Data for the task:
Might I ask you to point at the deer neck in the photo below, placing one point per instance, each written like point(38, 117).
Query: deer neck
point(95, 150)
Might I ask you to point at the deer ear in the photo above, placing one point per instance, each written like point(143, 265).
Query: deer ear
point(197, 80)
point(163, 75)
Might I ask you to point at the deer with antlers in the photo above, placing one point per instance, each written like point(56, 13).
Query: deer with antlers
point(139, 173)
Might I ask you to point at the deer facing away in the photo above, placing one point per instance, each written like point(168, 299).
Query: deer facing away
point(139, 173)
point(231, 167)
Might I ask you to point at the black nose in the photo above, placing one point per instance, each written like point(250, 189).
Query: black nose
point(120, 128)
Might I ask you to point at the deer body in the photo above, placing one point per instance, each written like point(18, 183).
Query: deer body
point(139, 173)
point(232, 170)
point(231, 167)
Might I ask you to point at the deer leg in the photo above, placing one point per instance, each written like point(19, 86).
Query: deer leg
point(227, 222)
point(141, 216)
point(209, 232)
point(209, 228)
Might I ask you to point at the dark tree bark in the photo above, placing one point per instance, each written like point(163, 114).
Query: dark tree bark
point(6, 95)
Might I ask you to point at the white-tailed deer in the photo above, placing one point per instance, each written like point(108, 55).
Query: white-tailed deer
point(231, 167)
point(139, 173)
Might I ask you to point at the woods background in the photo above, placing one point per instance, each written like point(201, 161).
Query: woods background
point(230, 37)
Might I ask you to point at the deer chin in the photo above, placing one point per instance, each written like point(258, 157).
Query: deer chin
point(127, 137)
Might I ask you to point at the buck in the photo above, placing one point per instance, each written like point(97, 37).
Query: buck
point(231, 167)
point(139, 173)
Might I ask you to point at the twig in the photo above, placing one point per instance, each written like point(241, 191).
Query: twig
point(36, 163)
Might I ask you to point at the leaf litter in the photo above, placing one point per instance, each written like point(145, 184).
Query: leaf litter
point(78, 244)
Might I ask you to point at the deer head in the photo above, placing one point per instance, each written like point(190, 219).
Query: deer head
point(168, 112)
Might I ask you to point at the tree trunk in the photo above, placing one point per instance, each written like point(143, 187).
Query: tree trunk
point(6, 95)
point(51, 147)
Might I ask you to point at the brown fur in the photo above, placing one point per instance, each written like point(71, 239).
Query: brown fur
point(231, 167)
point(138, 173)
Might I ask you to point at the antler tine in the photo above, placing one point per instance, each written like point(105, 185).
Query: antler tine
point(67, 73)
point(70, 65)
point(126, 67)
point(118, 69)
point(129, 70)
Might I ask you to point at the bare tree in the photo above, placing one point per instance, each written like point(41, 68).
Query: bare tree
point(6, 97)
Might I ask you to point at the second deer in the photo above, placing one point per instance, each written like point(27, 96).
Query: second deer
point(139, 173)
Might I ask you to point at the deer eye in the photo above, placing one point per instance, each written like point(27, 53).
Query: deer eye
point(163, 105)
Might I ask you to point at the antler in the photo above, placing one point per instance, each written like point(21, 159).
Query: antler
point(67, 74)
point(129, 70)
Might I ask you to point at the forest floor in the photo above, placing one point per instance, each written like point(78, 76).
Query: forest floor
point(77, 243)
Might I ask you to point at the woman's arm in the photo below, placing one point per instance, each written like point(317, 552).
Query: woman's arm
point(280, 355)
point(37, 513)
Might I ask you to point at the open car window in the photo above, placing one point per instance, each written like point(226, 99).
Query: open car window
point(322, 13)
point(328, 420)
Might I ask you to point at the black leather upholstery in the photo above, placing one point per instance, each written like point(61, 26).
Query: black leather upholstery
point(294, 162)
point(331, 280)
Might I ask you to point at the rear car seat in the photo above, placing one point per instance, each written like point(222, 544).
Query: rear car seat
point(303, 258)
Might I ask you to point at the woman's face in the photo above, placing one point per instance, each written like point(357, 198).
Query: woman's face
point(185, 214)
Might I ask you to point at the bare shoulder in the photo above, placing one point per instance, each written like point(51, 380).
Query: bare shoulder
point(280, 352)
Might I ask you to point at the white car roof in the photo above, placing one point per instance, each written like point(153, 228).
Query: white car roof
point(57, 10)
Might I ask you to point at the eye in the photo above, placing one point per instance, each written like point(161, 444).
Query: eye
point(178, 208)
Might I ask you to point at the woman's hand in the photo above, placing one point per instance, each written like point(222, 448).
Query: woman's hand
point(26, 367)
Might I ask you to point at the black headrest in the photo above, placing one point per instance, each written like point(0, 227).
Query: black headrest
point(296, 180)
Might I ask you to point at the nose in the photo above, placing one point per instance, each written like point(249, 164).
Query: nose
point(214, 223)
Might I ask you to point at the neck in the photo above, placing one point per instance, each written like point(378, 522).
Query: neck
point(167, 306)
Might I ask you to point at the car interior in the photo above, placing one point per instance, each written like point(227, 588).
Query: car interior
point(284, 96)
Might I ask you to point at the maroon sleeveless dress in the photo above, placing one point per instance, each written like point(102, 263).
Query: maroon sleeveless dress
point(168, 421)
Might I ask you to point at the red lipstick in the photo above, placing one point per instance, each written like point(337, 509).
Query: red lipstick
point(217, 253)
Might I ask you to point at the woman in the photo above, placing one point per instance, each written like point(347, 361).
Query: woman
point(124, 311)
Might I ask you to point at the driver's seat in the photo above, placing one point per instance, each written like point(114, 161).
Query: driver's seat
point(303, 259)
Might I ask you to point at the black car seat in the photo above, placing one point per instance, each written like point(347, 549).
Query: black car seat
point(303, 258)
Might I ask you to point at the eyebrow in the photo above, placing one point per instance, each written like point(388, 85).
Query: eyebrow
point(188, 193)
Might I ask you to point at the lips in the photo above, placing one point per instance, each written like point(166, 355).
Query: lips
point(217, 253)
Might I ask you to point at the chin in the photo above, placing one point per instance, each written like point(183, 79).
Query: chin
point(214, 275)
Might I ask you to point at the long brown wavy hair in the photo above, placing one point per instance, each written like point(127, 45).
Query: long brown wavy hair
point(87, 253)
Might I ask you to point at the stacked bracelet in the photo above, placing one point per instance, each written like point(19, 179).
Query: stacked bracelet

Stated task:
Put every line above into a JSON list of strings, one string per line, leaving out any blank lines.

The output:
[
  "Might I ask you to point at the deer neck in the photo below, placing one point per instance, each written like point(38, 117).",
  "Query: deer neck",
  "point(95, 150)",
  "Might I ask you to point at the deer ear in the photo above, placing one point per instance, each written like point(143, 265).",
  "Query: deer ear",
  "point(197, 80)",
  "point(163, 75)",
  "Might I ask you to point at the deer with antlers in the photo above, placing one point per instance, each written like point(56, 13).",
  "Query: deer with antlers",
  "point(139, 173)",
  "Might I ask you to point at the deer facing away in the photo above, placing one point per instance, each written like point(168, 299).",
  "Query: deer facing away",
  "point(139, 173)",
  "point(231, 167)",
  "Might I ask you to point at the black nose in the photo above, placing one point per instance, each written like point(250, 189).",
  "Query: black nose",
  "point(120, 128)",
  "Might I ask you to point at the deer body in the photo above, placing one point per instance, each written like point(18, 183).",
  "Query: deer body",
  "point(139, 173)",
  "point(232, 170)",
  "point(231, 167)",
  "Might I ask you to point at the deer leg in the photo above, placing one point per instance, each written like point(19, 86).",
  "Query: deer leg",
  "point(227, 222)",
  "point(141, 216)",
  "point(209, 232)",
  "point(209, 228)",
  "Might I ask you to point at the dark tree bark in the photo above, placing one point per instance, each written like point(163, 114).",
  "Query: dark tree bark",
  "point(6, 95)",
  "Might I ask you to point at the white-tailed deer in the photo above, placing one point per instance, each written like point(108, 55).",
  "Query: white-tailed deer",
  "point(231, 167)",
  "point(139, 173)",
  "Might I ask you to point at the woods background in the photo above, placing one point per instance, each written like point(201, 161).",
  "Query: woods background",
  "point(230, 37)",
  "Might I ask you to point at the deer chin in the photo above, placing one point per instance, each written like point(258, 157).",
  "Query: deer chin",
  "point(127, 137)",
  "Might I ask you to point at the buck in the photo above, placing one point per instance, each written like point(97, 37).",
  "Query: buck",
  "point(231, 167)",
  "point(139, 173)",
  "Might I ask you to point at the twig in the photo above, placing one point per instance, each written like point(241, 191).",
  "Query: twig",
  "point(36, 163)",
  "Might I ask you to point at the leaf litter in the photo above, placing one point per instance, each written like point(145, 184).",
  "Query: leaf litter",
  "point(78, 244)",
  "Might I ask you to point at the deer head in the photo above, placing one point per instance, each written like point(190, 219).",
  "Query: deer head",
  "point(168, 112)",
  "Might I ask you to point at the tree trunk in the photo above, placing one point per instance, each written like point(143, 187).",
  "Query: tree trunk",
  "point(6, 95)",
  "point(51, 147)",
  "Might I ask you to point at the brown fur in the photo above, placing one point per instance, each written like point(71, 239).",
  "Query: brown fur",
  "point(231, 167)",
  "point(138, 173)",
  "Might I ask you to point at the antler tine in the photo above, placing one point per instance, each written like point(105, 185).",
  "Query: antler tine",
  "point(67, 73)",
  "point(70, 65)",
  "point(126, 67)",
  "point(118, 69)",
  "point(129, 70)",
  "Might I ask you to point at the bare tree in the photo above, placing one point per instance, each written like point(41, 68).",
  "Query: bare tree",
  "point(6, 97)",
  "Might I ask you to point at the second deer in the photo above, placing one point per instance, each written like point(27, 96).",
  "Query: second deer",
  "point(139, 173)",
  "Might I ask you to point at the deer eye in the photo above, placing one point per instance, each written like point(27, 53).",
  "Query: deer eye",
  "point(163, 105)",
  "Might I ask you to point at the antler in the photo above, placing one point per instance, each written like point(21, 159).",
  "Query: antler",
  "point(67, 74)",
  "point(129, 70)",
  "Might I ask you to point at the forest floor in the photo above, placing one point per instance, each written like point(78, 76).",
  "Query: forest floor",
  "point(77, 243)",
  "Might I ask you to point at the woman's arm in the photo below, placing one point per instance, each written like point(317, 552).",
  "Query: woman's arm",
  "point(280, 355)",
  "point(37, 513)",
  "Might I ask you to point at the open car window in the photo above, placing one point per instance, each written like point(226, 99).",
  "Query: open car window",
  "point(322, 13)",
  "point(328, 420)",
  "Might I ask you to point at the black leather upholstery in the photo above, placing one point per instance, each written like point(61, 26).",
  "Query: black leather upholstery",
  "point(294, 162)",
  "point(331, 280)",
  "Might I ask you to point at the rear car seat in the photo above, placing one point per instance, each written like point(222, 544).",
  "Query: rear car seat",
  "point(303, 258)",
  "Might I ask you to point at the woman's face in the photo above, placing one point per instance, each written like point(357, 198).",
  "Query: woman's face",
  "point(185, 214)",
  "Might I ask you to point at the bare shoulder in the photo above, placing one point per instance, each written like point(51, 380).",
  "Query: bare shoulder",
  "point(280, 352)",
  "Might I ask you to point at the white car roof in the photo above, placing one point per instance, each written like point(153, 228).",
  "Query: white car roof",
  "point(57, 10)",
  "Might I ask you to point at the eye in the photo above, placing one point per instance, each written like point(161, 444).",
  "Query: eye",
  "point(178, 208)",
  "Might I ask you to point at the woman's hand in the photo above, placing one point per instance, each written like point(222, 448).",
  "Query: woman's hand",
  "point(26, 367)",
  "Might I ask you to point at the black headrest in the photo above, placing one point per instance, each written like point(0, 227).",
  "Query: black headrest",
  "point(296, 180)",
  "Might I ask you to point at the nose in the photo above, placing one point per instance, each written like point(249, 164).",
  "Query: nose",
  "point(214, 223)",
  "Might I ask you to point at the neck in the photo above, placing one point per instance, each written like point(378, 522).",
  "Query: neck",
  "point(167, 306)",
  "Might I ask you to point at the car interior in the photo above, placing one point per instance, each written like point(227, 588).",
  "Query: car interior",
  "point(284, 96)",
  "Might I ask you to point at the maroon sleeveless dress in the photo above, placing one point per instance, each written like point(102, 263).",
  "Query: maroon sleeveless dress",
  "point(168, 421)",
  "Might I ask you to point at the red lipstick in the photo above, placing one point per instance, each written like point(337, 509).",
  "Query: red lipstick",
  "point(217, 253)",
  "Might I ask you to point at the woman in the photo above, placing one point per instance, each written like point(347, 361).",
  "Query: woman",
  "point(124, 311)",
  "Might I ask you to point at the driver's seat in the photo above, placing one point per instance, each written like point(114, 161).",
  "Query: driver's seat",
  "point(303, 259)",
  "Might I ask you to point at the black car seat in the photo above, placing one point per instance, each written like point(347, 549).",
  "Query: black car seat",
  "point(303, 258)",
  "Might I ask you to point at the eyebrow in the photo above, placing one point per instance, each written like point(388, 85).",
  "Query: eyebrow",
  "point(188, 193)",
  "Might I ask you to point at the lips in the photo above, placing one point per instance, each written like point(166, 355).",
  "Query: lips",
  "point(217, 253)",
  "Might I ask you to point at the chin in the photo above, placing one point per instance, each written like point(183, 79).",
  "Query: chin",
  "point(214, 275)",
  "Might I ask you to point at the long brown wavy hair in the photo above, placing one point per instance, each written like point(127, 45).",
  "Query: long brown wavy hair",
  "point(87, 253)",
  "Might I ask you to point at the stacked bracelet in the photo above, placing one point per instance, each written like point(19, 179).",
  "Query: stacked bracelet"
]